*Data entries*.
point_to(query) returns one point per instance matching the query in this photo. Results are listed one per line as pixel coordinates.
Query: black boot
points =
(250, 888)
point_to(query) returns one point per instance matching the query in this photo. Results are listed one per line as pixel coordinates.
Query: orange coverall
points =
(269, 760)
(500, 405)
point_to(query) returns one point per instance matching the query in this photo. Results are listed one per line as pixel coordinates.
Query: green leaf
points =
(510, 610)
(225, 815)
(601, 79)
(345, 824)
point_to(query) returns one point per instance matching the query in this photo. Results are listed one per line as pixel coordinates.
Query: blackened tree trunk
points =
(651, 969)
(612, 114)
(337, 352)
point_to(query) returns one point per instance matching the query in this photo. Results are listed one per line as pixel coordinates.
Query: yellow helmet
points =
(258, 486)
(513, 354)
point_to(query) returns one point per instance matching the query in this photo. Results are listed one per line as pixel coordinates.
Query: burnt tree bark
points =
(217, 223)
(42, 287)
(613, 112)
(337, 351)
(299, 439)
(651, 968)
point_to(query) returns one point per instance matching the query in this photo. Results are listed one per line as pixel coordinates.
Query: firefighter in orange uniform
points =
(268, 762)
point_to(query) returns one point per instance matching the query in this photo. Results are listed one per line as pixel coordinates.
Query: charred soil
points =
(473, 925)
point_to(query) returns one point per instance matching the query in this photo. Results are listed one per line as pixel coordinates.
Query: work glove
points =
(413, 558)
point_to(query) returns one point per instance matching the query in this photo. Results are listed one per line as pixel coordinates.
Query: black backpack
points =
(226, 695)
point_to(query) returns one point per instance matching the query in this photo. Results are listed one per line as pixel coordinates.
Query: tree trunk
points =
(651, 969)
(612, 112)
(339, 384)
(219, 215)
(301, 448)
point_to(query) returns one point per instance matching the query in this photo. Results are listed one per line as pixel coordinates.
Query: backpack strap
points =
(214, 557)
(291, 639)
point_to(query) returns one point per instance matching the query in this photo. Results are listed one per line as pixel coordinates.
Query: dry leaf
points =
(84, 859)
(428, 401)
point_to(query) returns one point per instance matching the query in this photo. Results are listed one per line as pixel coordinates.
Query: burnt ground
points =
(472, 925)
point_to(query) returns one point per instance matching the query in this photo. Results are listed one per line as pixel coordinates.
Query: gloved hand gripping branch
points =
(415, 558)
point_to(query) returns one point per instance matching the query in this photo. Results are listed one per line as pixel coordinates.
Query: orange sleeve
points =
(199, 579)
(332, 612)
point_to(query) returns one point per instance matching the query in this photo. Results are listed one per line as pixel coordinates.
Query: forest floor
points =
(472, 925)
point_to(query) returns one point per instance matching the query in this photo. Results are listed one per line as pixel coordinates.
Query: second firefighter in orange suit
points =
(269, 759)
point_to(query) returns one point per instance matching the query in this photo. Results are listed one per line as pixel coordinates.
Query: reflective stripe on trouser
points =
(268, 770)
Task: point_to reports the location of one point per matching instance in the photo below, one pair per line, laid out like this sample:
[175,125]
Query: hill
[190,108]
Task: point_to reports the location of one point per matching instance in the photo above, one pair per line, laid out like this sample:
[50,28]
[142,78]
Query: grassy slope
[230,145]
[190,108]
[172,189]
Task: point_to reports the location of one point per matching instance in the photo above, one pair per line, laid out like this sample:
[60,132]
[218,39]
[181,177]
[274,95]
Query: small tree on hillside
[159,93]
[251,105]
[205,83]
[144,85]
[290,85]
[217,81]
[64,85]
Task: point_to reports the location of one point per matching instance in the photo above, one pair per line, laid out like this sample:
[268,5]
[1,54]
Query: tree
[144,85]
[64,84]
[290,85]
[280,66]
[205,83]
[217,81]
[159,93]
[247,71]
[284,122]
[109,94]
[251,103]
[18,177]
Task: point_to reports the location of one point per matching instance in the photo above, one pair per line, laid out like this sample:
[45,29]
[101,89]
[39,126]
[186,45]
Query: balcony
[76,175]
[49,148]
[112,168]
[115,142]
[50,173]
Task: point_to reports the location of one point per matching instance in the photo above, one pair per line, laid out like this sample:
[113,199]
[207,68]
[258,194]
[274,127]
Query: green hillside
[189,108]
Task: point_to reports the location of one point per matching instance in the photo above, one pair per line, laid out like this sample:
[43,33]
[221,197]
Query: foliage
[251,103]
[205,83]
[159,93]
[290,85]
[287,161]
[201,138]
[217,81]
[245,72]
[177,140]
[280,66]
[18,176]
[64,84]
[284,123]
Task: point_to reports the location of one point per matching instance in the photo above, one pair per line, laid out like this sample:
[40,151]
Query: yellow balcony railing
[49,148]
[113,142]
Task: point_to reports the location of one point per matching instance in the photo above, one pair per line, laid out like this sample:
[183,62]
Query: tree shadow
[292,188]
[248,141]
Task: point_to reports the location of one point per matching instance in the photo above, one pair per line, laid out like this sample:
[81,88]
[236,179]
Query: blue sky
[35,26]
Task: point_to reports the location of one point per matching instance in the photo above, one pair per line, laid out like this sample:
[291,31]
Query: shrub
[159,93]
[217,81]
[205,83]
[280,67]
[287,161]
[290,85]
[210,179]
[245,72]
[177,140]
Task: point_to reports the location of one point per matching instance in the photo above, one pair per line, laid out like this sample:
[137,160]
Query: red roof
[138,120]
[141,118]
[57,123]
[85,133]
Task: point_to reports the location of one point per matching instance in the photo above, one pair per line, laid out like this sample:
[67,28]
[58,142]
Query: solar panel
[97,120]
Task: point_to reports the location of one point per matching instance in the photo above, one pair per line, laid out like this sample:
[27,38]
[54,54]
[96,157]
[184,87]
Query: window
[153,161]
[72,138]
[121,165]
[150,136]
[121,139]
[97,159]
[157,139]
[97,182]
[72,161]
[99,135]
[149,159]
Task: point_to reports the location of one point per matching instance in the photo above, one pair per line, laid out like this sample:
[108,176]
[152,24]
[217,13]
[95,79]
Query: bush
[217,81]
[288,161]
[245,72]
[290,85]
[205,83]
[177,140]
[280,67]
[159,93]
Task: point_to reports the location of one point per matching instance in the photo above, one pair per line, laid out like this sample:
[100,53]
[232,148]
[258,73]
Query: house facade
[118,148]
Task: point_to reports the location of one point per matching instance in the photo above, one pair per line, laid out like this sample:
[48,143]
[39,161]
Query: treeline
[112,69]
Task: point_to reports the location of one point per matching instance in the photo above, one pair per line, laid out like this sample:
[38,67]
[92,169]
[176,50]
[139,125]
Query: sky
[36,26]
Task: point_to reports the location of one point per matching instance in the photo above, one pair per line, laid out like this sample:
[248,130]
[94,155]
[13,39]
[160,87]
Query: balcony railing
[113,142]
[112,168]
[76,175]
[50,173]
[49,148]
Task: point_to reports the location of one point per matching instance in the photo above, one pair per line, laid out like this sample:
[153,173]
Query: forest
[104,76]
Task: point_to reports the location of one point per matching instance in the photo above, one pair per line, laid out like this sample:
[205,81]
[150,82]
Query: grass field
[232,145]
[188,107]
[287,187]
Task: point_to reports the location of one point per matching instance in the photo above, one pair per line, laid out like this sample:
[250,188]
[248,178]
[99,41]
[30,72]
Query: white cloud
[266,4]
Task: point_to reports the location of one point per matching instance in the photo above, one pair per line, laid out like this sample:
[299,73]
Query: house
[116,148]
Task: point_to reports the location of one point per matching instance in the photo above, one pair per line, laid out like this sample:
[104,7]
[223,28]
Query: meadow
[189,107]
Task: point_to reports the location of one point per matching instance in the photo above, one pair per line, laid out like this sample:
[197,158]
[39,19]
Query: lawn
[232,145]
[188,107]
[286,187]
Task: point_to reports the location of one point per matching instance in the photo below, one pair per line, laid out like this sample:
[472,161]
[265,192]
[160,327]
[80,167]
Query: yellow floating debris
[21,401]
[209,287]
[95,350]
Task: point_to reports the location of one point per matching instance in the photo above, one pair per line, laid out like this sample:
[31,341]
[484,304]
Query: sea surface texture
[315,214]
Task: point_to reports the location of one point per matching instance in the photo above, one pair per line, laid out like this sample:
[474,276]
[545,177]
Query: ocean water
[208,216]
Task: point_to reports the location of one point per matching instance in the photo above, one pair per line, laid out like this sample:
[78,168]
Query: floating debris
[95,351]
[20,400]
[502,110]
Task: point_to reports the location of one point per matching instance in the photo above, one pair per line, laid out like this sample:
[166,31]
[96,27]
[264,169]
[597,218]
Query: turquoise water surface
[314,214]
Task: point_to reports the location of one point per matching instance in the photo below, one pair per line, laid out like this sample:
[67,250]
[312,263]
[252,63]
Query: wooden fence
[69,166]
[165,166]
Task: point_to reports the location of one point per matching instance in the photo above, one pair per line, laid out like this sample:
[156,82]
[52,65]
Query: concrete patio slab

*Your goal*.
How many lines in the listing above contain the string "yellow", matching case? Reply with the number alone.

*Expected output*.
3